Contour labeling entries
--- BEGIN ---

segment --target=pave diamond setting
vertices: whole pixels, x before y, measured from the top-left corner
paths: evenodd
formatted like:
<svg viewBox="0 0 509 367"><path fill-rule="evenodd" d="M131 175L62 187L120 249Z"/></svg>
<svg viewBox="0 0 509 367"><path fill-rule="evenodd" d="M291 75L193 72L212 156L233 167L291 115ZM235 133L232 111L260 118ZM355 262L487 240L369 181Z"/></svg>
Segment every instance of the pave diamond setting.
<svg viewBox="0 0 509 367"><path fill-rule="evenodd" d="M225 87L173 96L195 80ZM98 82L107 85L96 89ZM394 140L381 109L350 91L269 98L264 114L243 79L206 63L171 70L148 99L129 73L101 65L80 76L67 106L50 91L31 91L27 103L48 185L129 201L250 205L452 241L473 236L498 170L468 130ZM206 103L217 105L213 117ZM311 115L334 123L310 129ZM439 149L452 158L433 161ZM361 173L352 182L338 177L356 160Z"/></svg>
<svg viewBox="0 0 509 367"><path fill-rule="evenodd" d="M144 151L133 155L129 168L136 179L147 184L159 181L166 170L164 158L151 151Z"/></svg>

--- END ---

### Aim
Please output each line of the listing above as a Markdown table with two columns, No. and Line. Number the rows and leave out any blank lines.

### Full solution
| No. | Line |
|---|---|
| 1 | segment --target=pave diamond setting |
| 2 | vertices: whole pixels, x before y, measured from the top-left corner |
| 3 | paths: evenodd |
| 4 | formatted like: |
| 5 | <svg viewBox="0 0 509 367"><path fill-rule="evenodd" d="M131 175L62 187L120 249Z"/></svg> |
| 6 | <svg viewBox="0 0 509 367"><path fill-rule="evenodd" d="M291 75L193 72L212 156L233 167L291 115ZM235 133L232 111L260 118ZM355 262L487 240L369 181Z"/></svg> |
| 7 | Segment every instance of the pave diamond setting. |
| 8 | <svg viewBox="0 0 509 367"><path fill-rule="evenodd" d="M225 87L173 96L195 80ZM98 82L107 85L96 89ZM394 140L381 109L350 91L269 98L264 114L243 79L206 63L171 70L148 99L129 73L101 65L80 76L67 106L50 91L31 91L27 103L48 185L129 201L250 205L452 241L473 236L498 170L468 130ZM206 103L217 105L213 117ZM311 115L334 123L310 129ZM439 149L452 158L433 161ZM361 173L352 182L338 177L356 160Z"/></svg> |
| 9 | <svg viewBox="0 0 509 367"><path fill-rule="evenodd" d="M144 151L133 155L129 168L136 179L147 184L159 181L166 170L164 158L151 151Z"/></svg> |